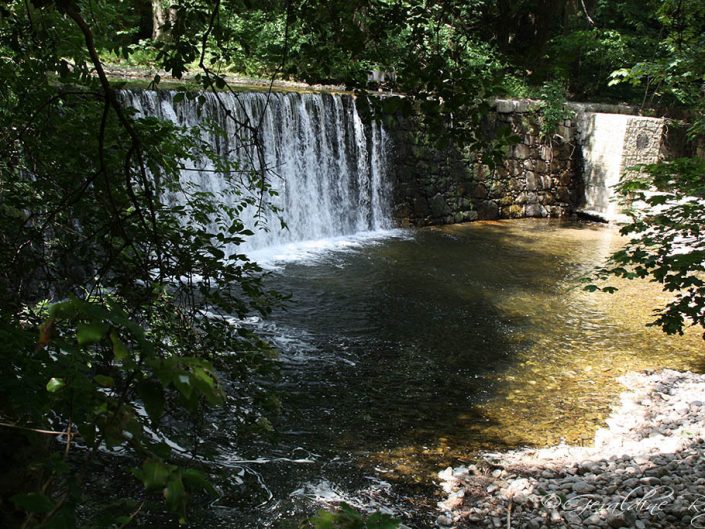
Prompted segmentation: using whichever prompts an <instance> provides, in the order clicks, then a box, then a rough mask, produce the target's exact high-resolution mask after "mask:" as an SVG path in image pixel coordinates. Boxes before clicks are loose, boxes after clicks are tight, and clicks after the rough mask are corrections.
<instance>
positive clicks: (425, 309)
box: [193, 220, 705, 527]
mask: <svg viewBox="0 0 705 529" xmlns="http://www.w3.org/2000/svg"><path fill="white" fill-rule="evenodd" d="M397 235H398V234H397ZM618 245H619V237H618V235H617V233H616V231H615V230H614V229H612V228H608V227H605V226H602V225H591V224H578V223H565V222H549V221H545V220H539V221H534V220H526V221H511V222H487V223H484V222H483V223H479V222H478V223H472V224H465V225H456V226H447V227H442V228H434V229H424V230H419V231H416V232H407V233H406V234H404V236H401V237H400V236H397V237H392V238H389V239H385V240H381V241H380V240H377V241H375V243H374V244H360V245H356V246H354V247H346V251H327V252H323V253H316V254H315V255H316V257H315V259H314V260H303V261H298V262H288V263H280V264H279V265H278V267H277V268H276V271H275V272H274V273H273V274H272V276H271V278H270V281H269V284H270V286H272V287H274V288H276V289H278V290H280V291H285V292H290V293H291V294H292V296H293V301H292V303H291V304H290V305H289V306H288V307H287V309H286V310H281V311H278V312H276V313H275V314H274V315H273V317H272V318H271V321H268V322H266V323H265V324H262V326H261V330H262V331H263V332H264V333H265V334H267V335H268V336H269V337H270V339H271V340H272V341H273V342H274V343H275V344H276V345H277V346H278V347H279V348H280V349H281V351H282V356H281V360H280V361H281V366H282V378H281V380H280V382H279V383H278V384H277V387H276V389H277V391H278V393H279V395H280V398H281V400H282V403H283V408H282V413H281V415H280V416H279V417H278V418H277V420H276V421H275V424H274V426H275V428H276V430H277V431H278V438H277V440H276V441H275V442H274V443H273V444H267V445H264V444H262V445H258V446H256V447H237V441H236V440H235V441H233V443H232V444H231V445H230V446H228V447H225V448H223V449H222V450H220V456H219V457H218V460H219V464H220V465H222V466H225V468H226V469H228V470H227V471H226V473H225V474H226V475H227V476H228V477H227V478H225V479H224V480H223V481H222V482H221V483H220V485H221V486H222V487H223V489H224V490H225V491H226V494H225V496H224V497H223V498H222V499H221V500H219V501H218V502H216V504H214V505H212V506H211V507H210V508H208V509H204V510H202V511H201V512H200V513H197V514H196V518H195V519H194V524H193V525H194V526H198V527H206V526H207V527H296V524H297V522H298V521H300V520H301V519H302V518H303V517H304V516H305V513H306V512H309V511H310V510H311V509H315V508H316V502H315V501H314V500H315V499H316V498H318V499H319V500H320V499H329V500H330V499H336V498H337V499H340V498H343V499H347V500H348V501H351V502H359V503H360V504H367V505H369V504H373V505H376V506H377V507H389V508H392V509H396V511H397V512H398V513H399V514H401V515H402V516H404V517H405V518H406V521H407V523H408V524H409V525H411V526H413V527H431V526H432V519H433V518H434V516H433V507H434V505H435V501H437V498H434V497H433V494H434V493H435V492H436V489H435V487H434V486H433V483H432V480H433V477H434V475H435V473H436V472H438V471H439V470H441V469H442V468H444V467H445V466H447V465H449V464H456V463H459V462H465V461H469V460H472V458H473V457H475V456H476V454H477V453H478V451H480V450H487V449H489V450H497V449H504V448H511V447H516V446H520V445H546V444H552V443H556V442H559V441H560V440H562V439H563V440H566V441H567V442H571V443H581V442H585V441H587V440H590V439H592V437H593V435H594V431H595V429H596V428H597V427H599V426H600V425H601V424H602V422H603V420H604V418H605V417H606V415H607V414H608V412H609V406H610V404H611V403H612V402H614V399H615V397H616V395H617V394H618V392H619V391H620V388H619V386H618V384H617V383H616V381H615V378H616V377H617V376H619V375H620V374H622V373H625V372H627V371H630V370H635V369H637V370H640V369H655V368H659V367H671V368H676V369H694V370H702V367H703V358H704V355H703V352H704V350H705V348H704V346H703V341H702V339H701V337H700V335H699V334H698V333H689V334H688V335H687V336H685V337H682V338H678V337H675V338H674V337H667V336H666V335H664V334H663V333H661V332H660V331H658V330H656V329H647V328H645V327H644V323H645V322H647V321H649V312H650V309H651V308H652V307H653V304H654V302H655V301H656V300H657V299H658V298H659V297H660V296H661V294H660V293H659V292H658V290H657V289H656V290H655V289H653V288H651V287H652V286H653V285H644V284H638V283H627V284H624V285H620V286H622V287H623V289H622V290H621V291H620V293H619V294H617V295H614V296H609V295H604V294H589V293H585V292H583V291H582V290H581V288H580V286H579V285H578V284H577V283H576V279H577V278H579V277H581V276H583V275H585V274H586V273H588V272H589V271H590V270H591V268H592V267H593V266H594V265H595V264H598V263H599V262H601V261H602V259H604V258H605V257H606V256H607V255H608V254H609V252H610V251H611V250H613V249H615V248H617V247H618ZM248 452H249V453H248ZM235 453H237V454H238V455H237V456H235V455H233V454H235ZM242 459H246V460H247V461H249V462H241V460H242Z"/></svg>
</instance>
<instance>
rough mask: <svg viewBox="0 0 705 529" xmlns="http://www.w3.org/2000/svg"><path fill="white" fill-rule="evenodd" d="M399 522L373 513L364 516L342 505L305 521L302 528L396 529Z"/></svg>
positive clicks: (356, 510)
mask: <svg viewBox="0 0 705 529" xmlns="http://www.w3.org/2000/svg"><path fill="white" fill-rule="evenodd" d="M399 525H400V522H399V521H398V520H395V519H394V517H392V516H390V515H388V514H383V513H379V512H377V513H374V514H370V515H365V514H363V513H360V512H358V511H357V510H355V509H353V508H352V507H351V506H350V505H348V504H346V503H343V504H341V505H340V508H339V509H338V510H336V511H319V512H318V514H316V516H314V517H313V518H311V519H309V520H307V521H306V522H304V524H303V525H302V528H304V527H306V528H312V529H398V527H399Z"/></svg>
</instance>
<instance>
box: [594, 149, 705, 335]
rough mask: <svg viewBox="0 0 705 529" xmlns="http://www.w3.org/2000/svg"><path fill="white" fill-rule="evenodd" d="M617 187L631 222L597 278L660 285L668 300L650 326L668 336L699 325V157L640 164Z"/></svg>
mask: <svg viewBox="0 0 705 529" xmlns="http://www.w3.org/2000/svg"><path fill="white" fill-rule="evenodd" d="M618 191H619V193H620V194H621V195H622V196H624V197H628V199H629V201H630V202H631V203H632V210H631V212H630V216H631V222H630V223H629V224H627V225H625V226H624V227H623V228H622V229H621V233H622V234H623V235H626V236H627V237H629V239H628V241H627V243H626V245H625V246H624V248H623V249H621V250H619V251H617V252H615V253H614V254H612V256H611V257H610V259H609V262H608V264H607V266H605V267H603V268H601V269H600V270H599V271H598V274H597V277H598V278H599V279H602V280H607V279H608V278H609V277H610V276H615V277H623V278H626V279H636V278H639V279H646V278H648V279H649V280H651V281H653V282H657V283H660V284H661V285H663V289H664V290H665V291H667V292H671V293H673V299H672V300H671V301H670V302H669V303H667V304H666V305H665V306H664V307H662V308H660V309H658V310H657V312H656V314H657V318H656V320H655V321H654V322H653V323H652V325H658V326H660V327H661V328H662V329H663V330H664V331H665V332H667V333H668V334H676V333H679V334H683V329H684V327H686V326H688V325H696V326H700V327H702V328H703V329H705V310H704V307H705V275H704V274H705V232H704V231H703V227H704V226H705V161H703V160H699V159H694V158H683V159H678V160H674V161H671V162H664V163H661V164H654V165H648V166H644V167H642V172H641V173H636V174H633V175H632V176H631V177H628V178H626V179H624V180H623V181H622V182H621V183H620V185H619V188H618ZM587 288H588V289H589V290H603V291H605V292H615V291H616V288H614V287H612V286H604V287H598V286H596V285H589V286H588V287H587Z"/></svg>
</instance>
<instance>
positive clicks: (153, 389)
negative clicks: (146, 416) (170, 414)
mask: <svg viewBox="0 0 705 529" xmlns="http://www.w3.org/2000/svg"><path fill="white" fill-rule="evenodd" d="M136 390H137V395H138V396H139V398H140V399H142V402H143V403H144V408H145V410H146V411H147V415H149V418H150V419H151V420H152V422H157V421H159V419H160V418H161V416H162V413H164V388H163V387H162V385H161V384H160V383H159V382H157V381H156V380H145V381H142V382H140V383H139V384H137V388H136Z"/></svg>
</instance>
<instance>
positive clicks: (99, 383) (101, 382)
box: [93, 375, 115, 388]
mask: <svg viewBox="0 0 705 529" xmlns="http://www.w3.org/2000/svg"><path fill="white" fill-rule="evenodd" d="M93 379H94V380H95V381H96V382H97V383H98V385H99V386H100V387H102V388H112V387H113V386H114V385H115V380H114V379H113V377H109V376H107V375H96V376H94V377H93Z"/></svg>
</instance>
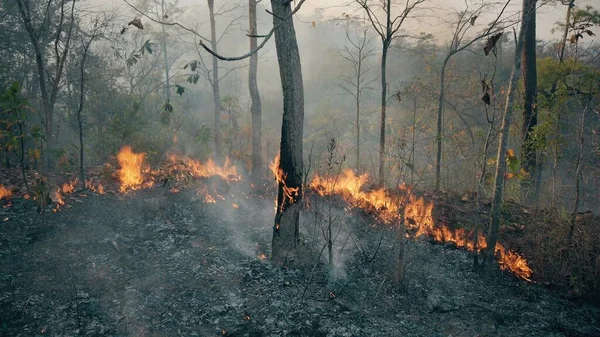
=-=-=-=-=
* **TASK TO CARRY OUT**:
Collect every line of the entries that contains the word "rough", treating uppercase and lowercase as different.

* **YOUR RESPONSE**:
Prompted segmentation: using whichever prompts an <instance> provides, in the order clicks, then a box, then a rough mask, produce the target's exact high-resolution mask after "mask:" as an SVG path in image pixel coordinates. Boxes before clicks are loose, boxes after clicks are tight, and clicks after the rough mask are corrections.
rough mask: <svg viewBox="0 0 705 529" xmlns="http://www.w3.org/2000/svg"><path fill="white" fill-rule="evenodd" d="M399 522L373 513L364 516L342 505L305 521L302 528L396 529Z"/></svg>
rough mask: <svg viewBox="0 0 705 529" xmlns="http://www.w3.org/2000/svg"><path fill="white" fill-rule="evenodd" d="M617 187L631 222L597 278L660 285L668 300L650 326L668 336L699 325V157L640 164Z"/></svg>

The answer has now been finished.